YOUR ASSIGNMENT
Would you output the following records verbatim and skip the images in them?

ENTRIES SUPPLIED
- Opening Delimiter -

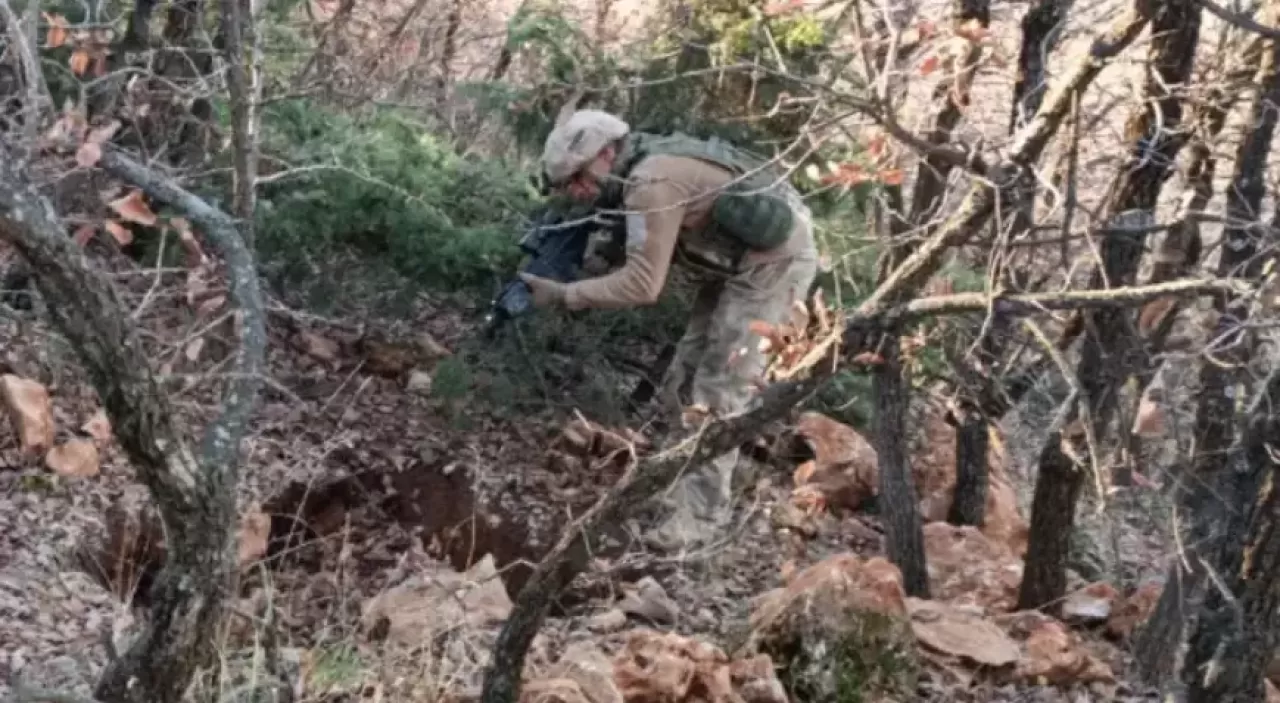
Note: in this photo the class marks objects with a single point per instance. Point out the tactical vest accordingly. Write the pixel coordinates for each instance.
(753, 211)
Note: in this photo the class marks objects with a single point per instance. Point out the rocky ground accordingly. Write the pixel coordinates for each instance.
(383, 538)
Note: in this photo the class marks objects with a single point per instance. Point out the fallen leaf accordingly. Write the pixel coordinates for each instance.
(56, 33)
(88, 155)
(30, 410)
(101, 135)
(972, 30)
(804, 473)
(255, 528)
(78, 62)
(135, 209)
(76, 457)
(97, 427)
(83, 233)
(961, 633)
(876, 146)
(210, 305)
(1150, 420)
(123, 234)
(891, 177)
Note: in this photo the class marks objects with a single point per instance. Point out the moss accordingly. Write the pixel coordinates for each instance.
(853, 657)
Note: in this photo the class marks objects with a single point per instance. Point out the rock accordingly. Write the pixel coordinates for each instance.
(845, 464)
(1054, 656)
(430, 347)
(255, 528)
(656, 667)
(1091, 605)
(1133, 611)
(31, 411)
(965, 567)
(841, 619)
(583, 675)
(74, 457)
(429, 603)
(607, 621)
(649, 599)
(419, 382)
(97, 427)
(933, 468)
(960, 633)
(316, 346)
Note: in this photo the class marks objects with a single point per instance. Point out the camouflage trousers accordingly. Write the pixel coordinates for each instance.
(718, 361)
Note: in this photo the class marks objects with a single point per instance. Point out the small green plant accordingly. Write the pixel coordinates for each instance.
(385, 188)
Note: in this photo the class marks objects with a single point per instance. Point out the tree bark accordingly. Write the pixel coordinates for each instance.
(1052, 506)
(1220, 379)
(904, 534)
(1239, 620)
(1109, 337)
(193, 492)
(1041, 31)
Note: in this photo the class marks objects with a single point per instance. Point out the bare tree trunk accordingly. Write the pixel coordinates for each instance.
(904, 534)
(193, 492)
(242, 86)
(1200, 492)
(1041, 31)
(1109, 337)
(1239, 620)
(1052, 506)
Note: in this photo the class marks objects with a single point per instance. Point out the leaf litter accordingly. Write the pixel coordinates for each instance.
(387, 530)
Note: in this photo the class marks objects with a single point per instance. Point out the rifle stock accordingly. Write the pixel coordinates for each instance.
(556, 247)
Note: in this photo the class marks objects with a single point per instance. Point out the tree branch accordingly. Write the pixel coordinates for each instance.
(196, 496)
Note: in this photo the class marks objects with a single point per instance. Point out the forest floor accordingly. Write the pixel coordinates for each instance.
(362, 492)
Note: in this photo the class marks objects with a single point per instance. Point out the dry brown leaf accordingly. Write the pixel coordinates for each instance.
(101, 135)
(78, 62)
(88, 155)
(56, 33)
(804, 473)
(74, 457)
(960, 633)
(97, 427)
(133, 208)
(1150, 419)
(210, 305)
(255, 528)
(123, 234)
(972, 30)
(31, 411)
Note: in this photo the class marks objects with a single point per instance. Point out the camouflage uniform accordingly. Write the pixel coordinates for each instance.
(757, 252)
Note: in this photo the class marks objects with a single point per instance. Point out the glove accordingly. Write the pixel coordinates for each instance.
(547, 292)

- Closing Delimiter -

FINISHED EXERCISE
Note: in this photo the class marks objects with a single point per instance. Point out the tactical vest accordingly. Write the pixel coordinates for each instance.
(753, 211)
Note: in this photo the class marks objects with a single point per instance. Point out the rocky ground accordingly. Write the pixel coordinates for each instance.
(383, 538)
Note: in this photo the class marks objects with a single point per instance. Point out the fallen leaf accordingly. Write the pixel coordinates for each instance.
(56, 33)
(88, 155)
(30, 410)
(101, 135)
(972, 30)
(804, 473)
(255, 528)
(78, 62)
(135, 209)
(76, 457)
(97, 427)
(83, 233)
(961, 633)
(876, 146)
(210, 305)
(1150, 420)
(123, 234)
(891, 177)
Note: in this photo the class marks objects with a single point per instance. Point out the moss accordingly. Write the pixel coordinates for each instance.
(853, 657)
Note: in this photo the class marks objects with a single point per instance. Point out the rock accordingly. Write the pixel coordinates for each instance.
(845, 464)
(1054, 656)
(430, 347)
(255, 528)
(656, 667)
(1091, 605)
(1133, 611)
(31, 411)
(965, 567)
(841, 619)
(583, 675)
(74, 457)
(429, 603)
(607, 621)
(649, 599)
(419, 382)
(97, 427)
(933, 468)
(960, 633)
(316, 346)
Note: in this photo the class marks objects with a single point per instance. Point out the camouflage trousers accordingly. Write the pixel coordinates for each instance.
(718, 361)
Note: in this photo the class marks objects with a single point per instance. Point out the small green plant accordingly. Write the pixel coordinates for each instance.
(385, 188)
Note: in this photo the class marks objects with a single point per instance. Point out the tree bark accordingly. Write the pixel coordinates for each instance.
(1052, 506)
(1220, 379)
(904, 534)
(1239, 620)
(1109, 337)
(193, 492)
(1041, 31)
Note: in this photo the class marks objects with a single point per instance. Point out the bare tree trunk accordingly. Write the pixel coordinates for each instance.
(904, 534)
(193, 492)
(242, 86)
(1200, 492)
(1041, 31)
(1109, 337)
(1239, 620)
(1052, 506)
Note: in this photo the class marks objects with a single point per instance. Point out the leaf litter accordingly. Write the pixel coordinates for each instance.
(387, 530)
Note: in this photo the class marks objects with a single point per instance. Point out the rifle stock accordingly. Write the pixel coordinates for each instance.
(556, 247)
Note: in this photo the class marks objects with a single point per instance. Point out the tree branch accordingly. Write the pixel coordinates for each instance.
(196, 496)
Note: in this photo the class marks objects with a single point per instance. Point out the forest floor accordingly. Write the pixel coordinates for each instance.
(362, 492)
Note: in this photo the class marks objects with a single point per instance. Point out the dry brown leaf accordingly. Write the pixel coordinates for each instance.
(101, 135)
(78, 62)
(88, 155)
(56, 33)
(804, 473)
(74, 457)
(960, 633)
(97, 427)
(133, 208)
(1150, 419)
(210, 305)
(255, 528)
(123, 234)
(972, 30)
(31, 411)
Note: in this photo the class marks objects with a single point per instance. Point out the camouflage uniform accordingly. Write the pixel coordinates for each instance.
(757, 252)
Note: in this photo the class marks objects with a single point per instance. Point out the glove accordingly. Write the pixel coordinates for each instance.
(547, 292)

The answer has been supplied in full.